___ Kaynak Belge ___

ŞİDDETİ ÖNLEME KAVRAMI
2005 yılından ten beri sağlıkta kalite standartları içinde şiddeti önleme kavramının de yer aldığına işaret eden Akdağ, çalışan güvenliğine yönelik tedbirlerin ne kadar uygulandığının da sürekli takip edildiğini söyledi.
‘Sevgi en iyi ilaçtır’ sloganıyla başlattıkları kampanyadan da bahseden Akda, kampanya filmlerini izletti. Sağlık çalışanıyla vatandaş arasındaki ilişkiyi, algıyı düzeltecek çalışmaların son derece önemli olduğunu belirten Akdağ, bununla ilgili kampanyalarda seçkin iletişim danışmanlarıyla çalıştıklarını söyledi.
“GÜVENLİK TEDBİRLERİ ARTIYOR”
Şiddetin önlenmesi için güvenlik tedbirlerini artırdıklarını belirten Akdağ, “2002’de güvenlik personeli sayısı 905 kişiymiş; bu çok felaket bir durum. Bugün bu sayı 13 bin 761. Bazı alanlarda biraz daha ihtiyacımız var ama büyük ölçüde yeterli hale geldi” dedi.
Özellikle ağır travmaların, kazaların getirildiği büyük hastane acil servislerinde polisin de hizmet etmesini istediklerini belirten Akdağ, bu konuda Emniyet’le ısrarlı görüşmelerin devam ettiğini bildirdi.

___ Verilen Bilgiler ___

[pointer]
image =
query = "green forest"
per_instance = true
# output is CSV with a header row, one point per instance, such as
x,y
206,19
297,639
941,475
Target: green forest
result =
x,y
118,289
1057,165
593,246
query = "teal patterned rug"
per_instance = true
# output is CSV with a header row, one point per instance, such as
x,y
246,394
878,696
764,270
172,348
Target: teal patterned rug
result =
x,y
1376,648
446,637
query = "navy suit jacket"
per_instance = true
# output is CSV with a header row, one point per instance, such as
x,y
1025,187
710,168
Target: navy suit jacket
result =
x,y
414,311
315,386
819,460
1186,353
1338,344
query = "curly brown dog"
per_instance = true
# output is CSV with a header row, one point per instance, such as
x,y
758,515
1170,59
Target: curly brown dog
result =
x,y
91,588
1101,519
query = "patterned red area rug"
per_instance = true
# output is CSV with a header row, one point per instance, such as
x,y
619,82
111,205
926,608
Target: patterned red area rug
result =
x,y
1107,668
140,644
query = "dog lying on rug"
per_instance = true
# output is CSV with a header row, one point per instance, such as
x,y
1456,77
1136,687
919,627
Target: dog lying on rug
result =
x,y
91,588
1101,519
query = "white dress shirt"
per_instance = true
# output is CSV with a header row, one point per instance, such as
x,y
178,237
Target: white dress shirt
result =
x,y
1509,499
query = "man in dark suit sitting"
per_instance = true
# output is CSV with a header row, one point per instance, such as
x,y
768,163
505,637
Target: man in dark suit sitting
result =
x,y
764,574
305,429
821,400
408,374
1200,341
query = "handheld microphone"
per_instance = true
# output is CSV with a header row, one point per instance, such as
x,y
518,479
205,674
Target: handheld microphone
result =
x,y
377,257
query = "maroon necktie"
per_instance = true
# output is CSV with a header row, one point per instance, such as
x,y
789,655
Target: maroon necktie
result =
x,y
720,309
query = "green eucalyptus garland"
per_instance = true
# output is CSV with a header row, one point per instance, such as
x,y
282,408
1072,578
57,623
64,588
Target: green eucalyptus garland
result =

___

# Yapılacak İşlemler
1: Kaynak belgedeki metni “ŞİDDETİ ÖNLEME KAVRAMI” ifadesinden “danışmanlarıyla çalıştıklarını söyledi.” ifadesine kadar hiçbir değişiklik yapmadan yeniden yazınız.
2: Kaynak belgeye göre aşağıdaki soruları yanıtlayınız.
(a) Akdağ'ın bahsettiği kampanya hangi sloganla başlatılmıştır?
(b) 2002 yılında güvenlik personeli sayısı kaç kişiydi?
(c) Akdağ, polisin hangi birimlerde hizmet etmesini istediklerini belirtmiştir?
3: Sağlık çalışanlarına yönelik şiddetin önlenmesini anlatan haber metninin devamını, son cümleden sonrasından başlayarak yazınız.

# Alıştırma Yanıtları
1:
ŞİDDETİ ÖNLEME KAVRAMI
2005 yılından ten beri sağlıkta kalite standartları içinde şiddeti önleme kavramının de yer aldığına işaret eden Akdağ, çalışan güvenliğine yönelik tedbirlerin ne kadar uygulandığının da sürekli takip edildiğini söyledi.
‘Sevgi en iyi ilaçtır’ sloganıyla başlattıkları kampanyadan da bahseden Akda, kampanya filmlerini izletti. Sağlık çalışanıyla vatandaş arasındaki ilişkiyi, algıyı düzeltecek çalışmaların son derece önemli olduğunu belirten Akdağ, bununla ilgili kampanyalarda seçkin iletişim danışmanlarıyla çalıştıklarını söyledi.

2:
(a) ‘Sevgi en iyi ilaçtır’ sloganıyla.
(b) 905 kişi.
(c) Özellikle ağır travmaların, kazaların getirildiği büyük hastane acil servislerinde.

3:
Beyaz Kod uygulamasının güncellendiğini, çalışan hakları ve güvenliği birimlerinin tüm hastanelerde kurulduğunu, risk değerlendirmesi yapıldığını güvenlik tedbirlerinin gözden geçirildiğini, çalışanlara yönelik iletişim eğitimleri verildiğini belirten Akdağ, “Tıp fakülteleri ve diğer okullarda iletişim, insan davranışı, stresle baş etme gibi eğitimler verilmiyor. Bu derslerin müfredatta yer alması için YÖK ve Milli Eğitim Bakanlığı ile görüşüyoruz” dedi.
“SON BİR YILDA FİZİKSEL ŞİDDET YÜZDE 5.9, SÖZLÜ ŞİDDET 38.1”
Kırıkkale Üniversitesi koordinasyonunda yapılan bir araştırmanın tamamlanmamış ön sonuçlarına göre. 26 Aralık 2012 itibariyle son bir yılda sağlık çalışanlarının yüzde 5.9’unun fiziksel, yüzde 38.1’inin de sözlü şiddete uğradığını söyledi.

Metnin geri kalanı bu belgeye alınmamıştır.